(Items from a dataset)
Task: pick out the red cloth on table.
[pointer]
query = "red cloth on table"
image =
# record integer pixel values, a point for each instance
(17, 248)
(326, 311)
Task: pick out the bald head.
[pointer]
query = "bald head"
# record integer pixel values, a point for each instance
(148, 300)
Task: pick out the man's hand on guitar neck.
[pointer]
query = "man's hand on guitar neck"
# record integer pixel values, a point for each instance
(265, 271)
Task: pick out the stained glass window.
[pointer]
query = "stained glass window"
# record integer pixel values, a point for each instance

__TASK DETAILS__: For the word "head", count the lines of the records that contain it and give only the number.

__EXPECTED OUTPUT__: 2